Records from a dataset
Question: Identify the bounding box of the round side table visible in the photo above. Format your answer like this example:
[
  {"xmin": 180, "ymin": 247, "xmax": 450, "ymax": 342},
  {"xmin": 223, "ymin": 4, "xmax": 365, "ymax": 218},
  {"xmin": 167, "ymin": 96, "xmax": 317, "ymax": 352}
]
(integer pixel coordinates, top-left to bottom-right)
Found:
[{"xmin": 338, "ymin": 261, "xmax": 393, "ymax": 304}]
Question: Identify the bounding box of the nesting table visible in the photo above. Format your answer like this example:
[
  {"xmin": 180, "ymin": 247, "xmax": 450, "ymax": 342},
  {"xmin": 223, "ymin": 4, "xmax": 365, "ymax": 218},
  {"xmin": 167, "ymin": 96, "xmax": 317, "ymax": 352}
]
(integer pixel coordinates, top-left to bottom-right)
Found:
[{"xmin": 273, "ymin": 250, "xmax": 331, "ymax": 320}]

[Assigned task]
Go through the records and set every one down exactly.

[Answer box]
Question: Identify the bounding box of the round side table visible in the photo above. Format your answer like this example:
[
  {"xmin": 180, "ymin": 247, "xmax": 450, "ymax": 342},
  {"xmin": 223, "ymin": 4, "xmax": 365, "ymax": 218},
  {"xmin": 167, "ymin": 96, "xmax": 317, "ymax": 352}
]
(integer pixel coordinates, top-left to bottom-right)
Found:
[{"xmin": 338, "ymin": 261, "xmax": 393, "ymax": 304}]
Question: Identify the bounding box of the nesting table visible in the photo above. Format your answer like this example:
[
  {"xmin": 180, "ymin": 247, "xmax": 450, "ymax": 342},
  {"xmin": 223, "ymin": 4, "xmax": 365, "ymax": 218},
  {"xmin": 167, "ymin": 96, "xmax": 317, "ymax": 352}
]
(integer pixel coordinates, top-left to bottom-right)
Found:
[{"xmin": 273, "ymin": 250, "xmax": 331, "ymax": 320}]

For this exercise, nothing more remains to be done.